Moreover, defendant testified at the hearing that plaintiff had installed spyware on the phone he gave to Blaine. Brandon testified that plaintiff had asked him to set up an internet connection to send plaintiff “a copy of everything the phone was doing[,]” although plaintiff did not initially tell Brandon that there was spyware installed on the phone. Brandon testified that he became suspicious when plaintiff told Blaine that Blaine “had to keep the phone with him all the time and especially when he went anywhere with Defendant.”
Although plaintiff testified that he installed the spyware to try to enjoy Blaine’s excitement as he opened Christmas gifts, plaintiff also testified that this software continuously transferred data to plaintiff for at least a week after Christmas without defendant’s knowledge. Brandon also testified that while the spyware was active, it transferred “many, many hours of audio” to plaintiff. This evidence supports the trial court’s findings that plaintiff’s reasons for purchasing the cell phone for Blaine were not credible and that plaintiff was using this phone to spy on defendant.
With regard to finding of fact 10, plaintiff also contends that “[t]here was ‘NO’ testimony or evidence presented that the Plaintiff ever harassed the Defendant, went near the Defendant’s residence, or even visited his neighbors of 12 years since the ‘Show Cause for Contempt of Court of the Restraining Order[.]” The permanent custody order, however, does not state that plaintiff harassed defendant after defendant’s motion for contempt was dismissed, but rather finds only that plaintiff took certain actions after being warned not to harass defendant following entry of the restraining order on 28 June 2012, which the trial court indicated, in its 25 October 2012 orders dismissing the motion to show cause and for temporary custody, it would consider in the permanent custody hearing.
In the trial court’s orders for temporary custody and dismissing defendant’s show cause motion, the trial court found that since the restraining order was entered on 28 June 2012, plaintiff frequently drove through defendant’s neighborhood “caus[ing] her stress and fear” and “feel[ing] as if [plaintiff] is watching her and her movements.” According to the trial court, the findings in these orders placed plaintiff on notice that his actions of watching defendant, if observed by her, would cause her to feel harassed. The findings pertaining to plaintiff’s spying on defendant through Blaine’s phone, therefore, supported a finding that defendant was harassed by plaintiff.
We further conclude that the trial court’s findings support a determination that it is in Blaine’s best interest to be in the primary custody of defendant. See In re McCraw Children,3 N.C.App. 390, 392, 165 S.E.2d 1, 3 (1969) (affirming that children’s best interest was for mother to have primary custody where trial court found that mother “ ‘has been an excellent mother to her children[;] … has been attentive to their health and needs and she has spent many hours playing with the children; she has taken them to Sunday School regularly; she has seen that they had friends to play with; she has regularly read to the children at bedtime’ “ and “ ‘the relationship between the children and their mother has been and is excellent’ ”).

> [Dataset rows]
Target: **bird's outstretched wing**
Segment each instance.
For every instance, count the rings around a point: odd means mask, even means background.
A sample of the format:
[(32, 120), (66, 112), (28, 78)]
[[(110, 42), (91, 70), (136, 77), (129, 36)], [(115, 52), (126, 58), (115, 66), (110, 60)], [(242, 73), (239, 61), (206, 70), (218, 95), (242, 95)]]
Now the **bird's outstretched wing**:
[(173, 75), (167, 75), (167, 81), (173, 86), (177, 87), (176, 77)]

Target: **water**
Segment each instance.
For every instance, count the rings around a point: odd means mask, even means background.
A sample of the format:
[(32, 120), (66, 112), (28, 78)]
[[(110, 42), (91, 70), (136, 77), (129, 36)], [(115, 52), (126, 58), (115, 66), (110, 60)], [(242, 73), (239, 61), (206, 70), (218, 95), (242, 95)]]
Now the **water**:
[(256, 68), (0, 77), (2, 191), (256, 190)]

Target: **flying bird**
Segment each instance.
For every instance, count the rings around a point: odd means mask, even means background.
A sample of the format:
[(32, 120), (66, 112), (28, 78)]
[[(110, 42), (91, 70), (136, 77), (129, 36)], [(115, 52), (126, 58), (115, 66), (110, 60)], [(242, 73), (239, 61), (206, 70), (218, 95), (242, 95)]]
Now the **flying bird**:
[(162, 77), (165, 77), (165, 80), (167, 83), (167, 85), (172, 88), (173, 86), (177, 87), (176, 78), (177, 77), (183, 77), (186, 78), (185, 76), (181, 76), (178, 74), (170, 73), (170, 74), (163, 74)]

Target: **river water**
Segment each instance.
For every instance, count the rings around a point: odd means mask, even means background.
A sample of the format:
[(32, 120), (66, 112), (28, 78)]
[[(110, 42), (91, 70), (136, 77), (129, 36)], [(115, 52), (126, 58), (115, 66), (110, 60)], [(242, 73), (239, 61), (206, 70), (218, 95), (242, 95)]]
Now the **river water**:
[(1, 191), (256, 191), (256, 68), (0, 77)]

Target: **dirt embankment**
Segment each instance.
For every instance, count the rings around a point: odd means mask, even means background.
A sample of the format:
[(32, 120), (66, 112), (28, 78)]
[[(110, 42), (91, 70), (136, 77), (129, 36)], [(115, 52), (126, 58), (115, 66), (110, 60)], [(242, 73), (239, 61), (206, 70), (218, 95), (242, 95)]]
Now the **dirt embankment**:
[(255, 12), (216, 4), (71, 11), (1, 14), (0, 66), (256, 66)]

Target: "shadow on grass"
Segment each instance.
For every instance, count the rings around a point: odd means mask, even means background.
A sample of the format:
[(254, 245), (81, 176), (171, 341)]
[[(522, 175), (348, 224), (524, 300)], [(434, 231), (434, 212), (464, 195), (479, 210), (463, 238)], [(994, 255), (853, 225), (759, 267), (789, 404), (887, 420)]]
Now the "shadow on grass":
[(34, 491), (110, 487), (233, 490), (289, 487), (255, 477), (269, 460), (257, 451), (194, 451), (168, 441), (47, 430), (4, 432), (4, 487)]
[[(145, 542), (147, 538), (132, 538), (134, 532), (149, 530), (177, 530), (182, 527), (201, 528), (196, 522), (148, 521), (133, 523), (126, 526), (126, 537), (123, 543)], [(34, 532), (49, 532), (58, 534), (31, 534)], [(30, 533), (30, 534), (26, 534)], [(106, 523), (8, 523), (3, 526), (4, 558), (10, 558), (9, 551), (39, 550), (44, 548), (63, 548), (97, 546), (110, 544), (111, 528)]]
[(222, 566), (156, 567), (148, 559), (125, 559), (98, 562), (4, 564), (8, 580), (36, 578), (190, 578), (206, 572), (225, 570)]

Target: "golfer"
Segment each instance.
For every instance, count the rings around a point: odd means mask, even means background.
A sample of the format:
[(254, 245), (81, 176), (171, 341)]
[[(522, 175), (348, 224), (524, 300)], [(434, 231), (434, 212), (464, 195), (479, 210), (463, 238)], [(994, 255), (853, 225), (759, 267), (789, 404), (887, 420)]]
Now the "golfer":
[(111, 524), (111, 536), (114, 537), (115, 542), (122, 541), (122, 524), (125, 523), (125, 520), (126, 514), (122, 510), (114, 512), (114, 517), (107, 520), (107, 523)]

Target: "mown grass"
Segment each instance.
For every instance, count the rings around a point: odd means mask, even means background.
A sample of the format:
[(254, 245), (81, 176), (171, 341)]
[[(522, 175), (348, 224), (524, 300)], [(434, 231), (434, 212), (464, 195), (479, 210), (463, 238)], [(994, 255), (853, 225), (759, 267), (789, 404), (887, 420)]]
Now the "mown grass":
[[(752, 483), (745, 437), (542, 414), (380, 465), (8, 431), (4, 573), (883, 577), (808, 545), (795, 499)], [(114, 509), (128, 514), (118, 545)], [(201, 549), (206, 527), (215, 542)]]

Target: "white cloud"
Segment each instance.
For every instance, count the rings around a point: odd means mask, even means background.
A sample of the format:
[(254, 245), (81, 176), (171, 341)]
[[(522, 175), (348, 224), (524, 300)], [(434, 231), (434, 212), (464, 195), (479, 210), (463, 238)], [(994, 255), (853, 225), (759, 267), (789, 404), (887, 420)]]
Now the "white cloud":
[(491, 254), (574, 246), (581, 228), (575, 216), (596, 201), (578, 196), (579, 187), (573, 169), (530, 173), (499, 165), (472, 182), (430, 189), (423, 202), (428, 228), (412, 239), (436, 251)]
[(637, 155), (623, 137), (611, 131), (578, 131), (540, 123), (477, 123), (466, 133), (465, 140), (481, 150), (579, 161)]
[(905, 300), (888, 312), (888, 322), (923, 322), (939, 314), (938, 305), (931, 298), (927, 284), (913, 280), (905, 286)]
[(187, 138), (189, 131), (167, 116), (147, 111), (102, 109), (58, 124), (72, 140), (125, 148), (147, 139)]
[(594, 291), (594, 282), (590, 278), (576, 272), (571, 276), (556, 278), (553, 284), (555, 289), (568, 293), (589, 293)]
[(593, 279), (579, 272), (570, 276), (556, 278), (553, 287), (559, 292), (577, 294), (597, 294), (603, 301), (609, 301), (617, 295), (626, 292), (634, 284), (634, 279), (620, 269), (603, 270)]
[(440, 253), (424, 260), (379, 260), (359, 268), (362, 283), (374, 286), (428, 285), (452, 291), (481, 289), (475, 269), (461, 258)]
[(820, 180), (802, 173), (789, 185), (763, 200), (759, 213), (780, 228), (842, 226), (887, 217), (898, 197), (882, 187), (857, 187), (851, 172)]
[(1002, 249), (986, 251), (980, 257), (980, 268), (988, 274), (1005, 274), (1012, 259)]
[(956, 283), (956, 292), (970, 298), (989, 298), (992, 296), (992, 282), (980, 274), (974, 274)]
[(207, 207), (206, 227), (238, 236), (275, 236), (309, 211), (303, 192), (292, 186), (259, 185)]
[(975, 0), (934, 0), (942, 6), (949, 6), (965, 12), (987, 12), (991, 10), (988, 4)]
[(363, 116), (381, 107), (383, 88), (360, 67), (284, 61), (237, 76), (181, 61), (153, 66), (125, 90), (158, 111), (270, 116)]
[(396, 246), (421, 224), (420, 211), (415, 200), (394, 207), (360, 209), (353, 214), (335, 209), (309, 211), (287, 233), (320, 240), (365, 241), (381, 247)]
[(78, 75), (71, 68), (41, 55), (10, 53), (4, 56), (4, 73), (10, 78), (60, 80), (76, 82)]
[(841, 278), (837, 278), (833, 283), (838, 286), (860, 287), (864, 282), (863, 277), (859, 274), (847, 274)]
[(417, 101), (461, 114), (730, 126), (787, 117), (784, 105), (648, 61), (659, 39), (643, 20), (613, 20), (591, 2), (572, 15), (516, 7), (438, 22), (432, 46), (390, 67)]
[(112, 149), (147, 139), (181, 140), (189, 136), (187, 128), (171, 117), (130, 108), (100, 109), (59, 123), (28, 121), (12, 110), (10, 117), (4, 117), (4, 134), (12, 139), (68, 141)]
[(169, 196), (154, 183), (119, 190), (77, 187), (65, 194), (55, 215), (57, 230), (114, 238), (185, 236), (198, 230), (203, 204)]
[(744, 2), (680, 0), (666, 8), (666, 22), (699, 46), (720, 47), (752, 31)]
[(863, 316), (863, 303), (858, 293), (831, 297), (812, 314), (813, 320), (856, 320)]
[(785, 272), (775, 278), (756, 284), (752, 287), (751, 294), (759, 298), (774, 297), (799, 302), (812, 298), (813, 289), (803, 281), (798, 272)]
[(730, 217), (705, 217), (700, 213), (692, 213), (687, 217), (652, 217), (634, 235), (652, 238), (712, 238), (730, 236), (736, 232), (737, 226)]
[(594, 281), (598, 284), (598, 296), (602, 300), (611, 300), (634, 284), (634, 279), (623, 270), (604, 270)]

> [Your goal] According to Brandon's testimony in the custody opinion excerpt, what did the spyware transfer to plaintiff while it was active? Rely on the custody opinion excerpt alone.

> [Expected answer] It transferred "many, many hours of audio" to plaintiff.